[Dataset items]
━━━━━━━━━━━━━━━━

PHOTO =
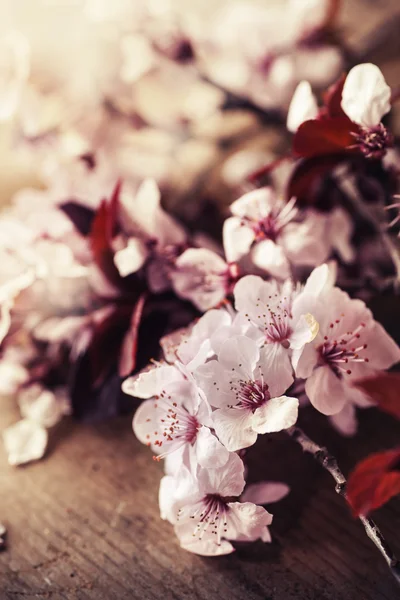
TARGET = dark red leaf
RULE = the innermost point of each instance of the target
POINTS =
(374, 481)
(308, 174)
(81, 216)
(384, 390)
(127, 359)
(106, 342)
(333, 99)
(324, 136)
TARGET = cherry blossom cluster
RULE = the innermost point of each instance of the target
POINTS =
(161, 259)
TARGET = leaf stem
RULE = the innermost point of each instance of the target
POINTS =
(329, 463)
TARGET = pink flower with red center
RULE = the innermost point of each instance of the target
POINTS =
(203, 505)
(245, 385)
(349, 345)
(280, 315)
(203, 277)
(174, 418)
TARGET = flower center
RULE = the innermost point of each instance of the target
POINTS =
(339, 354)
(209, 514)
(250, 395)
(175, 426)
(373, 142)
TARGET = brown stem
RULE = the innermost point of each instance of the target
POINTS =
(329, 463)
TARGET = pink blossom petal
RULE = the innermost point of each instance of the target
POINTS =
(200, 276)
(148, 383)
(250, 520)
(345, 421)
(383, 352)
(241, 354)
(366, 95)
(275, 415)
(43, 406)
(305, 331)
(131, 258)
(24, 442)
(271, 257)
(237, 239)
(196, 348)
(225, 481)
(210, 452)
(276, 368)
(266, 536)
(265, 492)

━━━━━━━━━━━━━━━━

* _Problem to solve_: Quote every record above exactly, omitting any pictures they contain.

* _Finished task_:
PHOTO =
TARGET = dark red leaf
RULE = the innermost point of each instance of the target
POINTS =
(374, 481)
(308, 174)
(81, 216)
(384, 390)
(127, 359)
(106, 342)
(333, 99)
(324, 136)
TARGET = cherry blossom cluster
RULE = the innermost point of each instance of the target
POINTS =
(161, 259)
TARGET = leaf stem
RULE = the innermost point of each instance of the target
POINTS =
(329, 463)
TARGET = pink flower with red center
RULE = the innermost point of each instance of the target
POINTS =
(203, 505)
(245, 385)
(349, 345)
(280, 315)
(203, 277)
(174, 418)
TARGET = flower center
RULE = the innermost point of each instance of the target
POINTS =
(339, 354)
(209, 514)
(250, 395)
(175, 426)
(373, 142)
TARGET = brown stem
RULE = the innermost point of each instance of the target
POINTS =
(329, 463)
TARGET = pink blossom petal
RULE = the innermost point of each instance of the target
POINTS =
(200, 276)
(148, 383)
(250, 520)
(345, 421)
(383, 352)
(241, 354)
(366, 95)
(275, 415)
(43, 406)
(305, 331)
(131, 258)
(24, 442)
(271, 257)
(237, 239)
(196, 348)
(225, 481)
(210, 452)
(276, 368)
(266, 536)
(265, 492)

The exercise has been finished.